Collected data
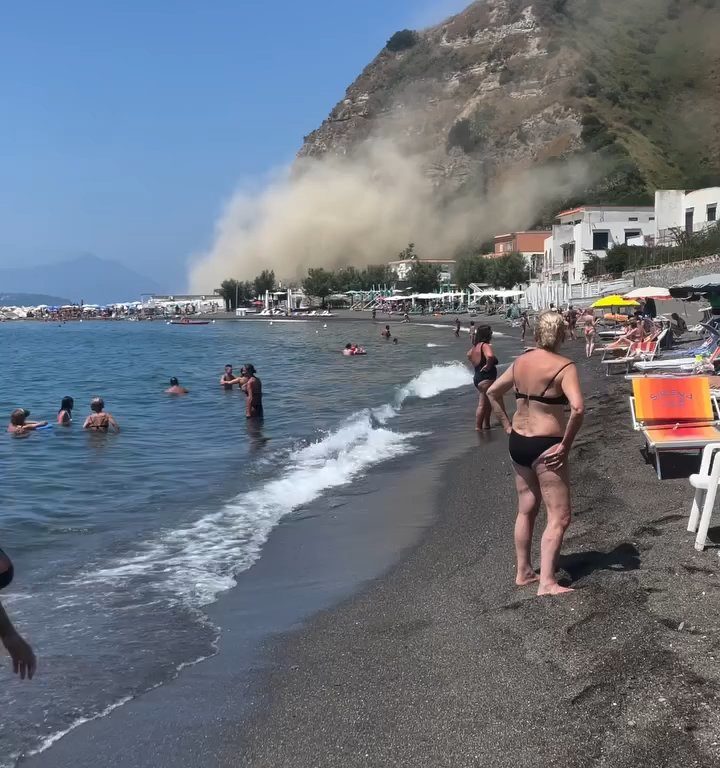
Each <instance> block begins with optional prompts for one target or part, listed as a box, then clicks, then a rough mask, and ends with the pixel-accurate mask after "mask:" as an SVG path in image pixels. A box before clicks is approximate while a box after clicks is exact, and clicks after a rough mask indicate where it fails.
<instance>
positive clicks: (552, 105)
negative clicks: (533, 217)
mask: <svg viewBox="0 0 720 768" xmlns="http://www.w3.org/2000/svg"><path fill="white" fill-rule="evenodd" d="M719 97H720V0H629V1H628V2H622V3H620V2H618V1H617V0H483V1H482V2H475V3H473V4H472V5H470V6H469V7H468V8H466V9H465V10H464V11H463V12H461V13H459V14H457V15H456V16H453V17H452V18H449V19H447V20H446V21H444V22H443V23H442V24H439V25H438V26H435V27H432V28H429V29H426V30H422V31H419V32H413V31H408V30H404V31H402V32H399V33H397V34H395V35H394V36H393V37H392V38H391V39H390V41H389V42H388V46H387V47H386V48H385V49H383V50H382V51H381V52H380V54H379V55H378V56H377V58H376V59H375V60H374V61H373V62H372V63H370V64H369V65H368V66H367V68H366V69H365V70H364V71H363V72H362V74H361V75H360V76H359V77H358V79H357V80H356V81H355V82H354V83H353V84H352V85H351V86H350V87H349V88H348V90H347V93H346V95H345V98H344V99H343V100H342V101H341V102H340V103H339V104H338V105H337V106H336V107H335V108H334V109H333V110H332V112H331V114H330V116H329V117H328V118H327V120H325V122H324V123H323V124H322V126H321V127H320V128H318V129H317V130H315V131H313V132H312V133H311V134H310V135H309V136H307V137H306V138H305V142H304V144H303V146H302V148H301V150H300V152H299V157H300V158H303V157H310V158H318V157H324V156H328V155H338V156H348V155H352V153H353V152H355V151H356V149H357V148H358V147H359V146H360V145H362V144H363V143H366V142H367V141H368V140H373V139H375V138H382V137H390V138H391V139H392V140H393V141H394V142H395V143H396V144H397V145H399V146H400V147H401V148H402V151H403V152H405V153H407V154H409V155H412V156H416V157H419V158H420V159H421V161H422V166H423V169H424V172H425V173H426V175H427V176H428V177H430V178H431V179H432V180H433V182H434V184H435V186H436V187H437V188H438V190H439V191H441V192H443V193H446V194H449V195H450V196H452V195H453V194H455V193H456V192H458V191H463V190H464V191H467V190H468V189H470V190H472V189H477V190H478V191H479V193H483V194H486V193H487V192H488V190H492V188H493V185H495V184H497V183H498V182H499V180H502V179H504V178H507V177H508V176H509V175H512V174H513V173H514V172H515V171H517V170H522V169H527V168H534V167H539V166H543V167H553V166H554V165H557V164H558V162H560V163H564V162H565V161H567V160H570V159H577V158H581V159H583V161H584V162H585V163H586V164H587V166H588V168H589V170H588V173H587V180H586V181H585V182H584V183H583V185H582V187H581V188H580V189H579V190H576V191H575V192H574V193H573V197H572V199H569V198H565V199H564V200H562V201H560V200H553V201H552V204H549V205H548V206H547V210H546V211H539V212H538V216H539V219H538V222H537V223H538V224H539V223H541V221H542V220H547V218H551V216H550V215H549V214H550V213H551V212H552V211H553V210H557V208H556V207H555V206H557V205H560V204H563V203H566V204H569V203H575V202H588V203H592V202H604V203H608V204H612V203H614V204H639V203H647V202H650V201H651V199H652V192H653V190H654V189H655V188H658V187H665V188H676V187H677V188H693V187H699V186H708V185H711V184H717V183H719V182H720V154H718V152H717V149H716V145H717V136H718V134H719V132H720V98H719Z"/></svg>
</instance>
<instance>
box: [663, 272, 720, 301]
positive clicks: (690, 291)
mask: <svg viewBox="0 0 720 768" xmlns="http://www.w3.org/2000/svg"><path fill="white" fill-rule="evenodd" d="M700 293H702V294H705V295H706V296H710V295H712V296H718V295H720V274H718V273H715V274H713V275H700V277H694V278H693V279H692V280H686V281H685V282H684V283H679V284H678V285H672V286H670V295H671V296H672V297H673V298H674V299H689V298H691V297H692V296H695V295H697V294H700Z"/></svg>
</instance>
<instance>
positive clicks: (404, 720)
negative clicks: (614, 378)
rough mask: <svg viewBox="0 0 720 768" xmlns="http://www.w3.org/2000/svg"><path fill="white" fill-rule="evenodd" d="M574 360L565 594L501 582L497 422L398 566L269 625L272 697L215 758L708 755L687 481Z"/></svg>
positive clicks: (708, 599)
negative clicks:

> [TASK OBJECTIVE] Drop the pictures and set down the data above exactly.

> [FINISHED EXERCISE]
Each <instance> block begins with optional prompts for one target or part, listed as a box, then clicks, then a rough mask, and ends with the pixel-accurate mask after "mask:" as an SVG path in image pixels. A box before clicks is approximate while a box after clicks is exact, and clicks after a rough mask indicate where it fails.
<instance>
positive clicks: (552, 105)
negative clicks: (533, 217)
mask: <svg viewBox="0 0 720 768" xmlns="http://www.w3.org/2000/svg"><path fill="white" fill-rule="evenodd" d="M719 97H720V0H629V1H628V2H622V3H620V2H618V1H617V0H483V1H482V2H475V3H473V4H472V5H470V6H469V7H468V8H466V9H465V10H464V11H463V12H461V13H459V14H457V15H456V16H453V17H452V18H449V19H447V20H446V21H444V22H443V23H442V24H439V25H438V26H435V27H432V28H429V29H426V30H422V31H419V32H413V31H408V30H404V31H402V32H399V33H397V34H395V35H394V36H393V37H392V38H391V39H390V41H389V42H388V46H387V47H386V48H385V49H383V50H382V51H381V52H380V54H379V55H378V56H377V58H376V59H375V60H374V61H373V62H372V63H370V64H369V65H368V66H367V68H366V69H365V70H364V71H363V72H362V74H361V75H360V76H359V77H358V79H357V80H356V81H355V82H354V83H353V84H352V85H351V86H350V87H349V88H348V90H347V93H346V95H345V98H344V99H343V100H342V101H341V102H340V103H339V104H338V105H337V106H336V107H335V108H334V109H333V110H332V112H331V114H330V116H329V117H328V118H327V120H325V122H324V123H323V124H322V126H321V127H320V128H318V129H317V130H315V131H313V132H312V133H311V134H310V135H309V136H307V137H306V138H305V142H304V144H303V146H302V148H301V150H300V152H299V157H300V158H303V157H310V158H318V157H324V156H328V155H338V156H348V155H352V153H353V152H355V151H356V149H357V148H358V147H359V146H360V145H362V144H363V143H366V142H367V141H368V140H373V139H375V138H382V137H390V138H391V139H392V140H393V141H394V142H395V143H396V144H397V145H399V146H400V147H401V148H402V151H403V152H405V153H407V154H409V155H412V156H416V157H419V158H420V159H421V161H422V166H423V169H424V172H425V173H426V175H427V176H428V177H430V178H431V179H432V180H433V182H434V184H435V186H436V187H437V188H438V190H439V191H441V192H443V193H446V194H449V195H450V196H452V195H453V194H455V193H456V192H458V191H463V190H464V191H467V190H468V189H470V190H472V189H477V190H478V191H479V193H483V194H486V193H487V192H488V190H492V188H493V185H495V184H497V183H498V182H499V180H502V179H504V178H507V177H508V176H509V175H512V174H513V173H514V172H515V171H517V170H522V169H527V168H534V167H539V166H543V167H553V166H554V165H557V164H558V162H560V163H564V162H565V161H567V160H570V159H577V158H581V159H583V161H584V162H585V163H586V164H587V166H588V168H589V170H588V173H587V180H586V181H585V182H584V183H583V185H582V187H581V188H580V189H579V190H576V191H575V192H574V193H573V197H572V199H569V198H565V199H564V200H562V201H560V200H553V201H552V204H549V205H548V206H547V210H546V211H539V212H538V216H539V219H538V222H537V223H538V224H539V223H541V221H542V220H547V218H551V216H550V215H549V214H550V213H551V212H552V211H553V210H557V208H556V207H555V206H557V205H560V204H563V203H566V204H569V203H575V202H588V203H592V202H604V203H608V204H612V203H614V204H639V203H647V202H650V201H651V199H652V192H653V190H654V189H655V188H658V187H665V188H676V187H677V188H693V187H699V186H708V185H711V184H717V183H719V182H720V154H718V152H717V149H716V145H717V136H718V134H719V132H720V98H719Z"/></svg>
</instance>
<instance>
box: [663, 272, 720, 301]
positive clicks: (690, 291)
mask: <svg viewBox="0 0 720 768" xmlns="http://www.w3.org/2000/svg"><path fill="white" fill-rule="evenodd" d="M700 293H702V294H705V295H706V296H710V295H712V296H718V295H720V274H718V273H715V274H713V275H700V277H694V278H693V279H692V280H686V281H685V282H684V283H679V284H678V285H672V286H670V295H671V296H672V297H673V298H674V299H689V298H691V297H692V296H695V295H697V294H700Z"/></svg>
</instance>
<instance>
positive clicks: (404, 720)
negative clicks: (614, 378)
rough mask: <svg viewBox="0 0 720 768" xmlns="http://www.w3.org/2000/svg"><path fill="white" fill-rule="evenodd" d="M574 360L565 594L501 582L497 422L398 566L269 625L272 697L215 758L708 755L687 481Z"/></svg>
positive clicks: (708, 599)
negative clicks:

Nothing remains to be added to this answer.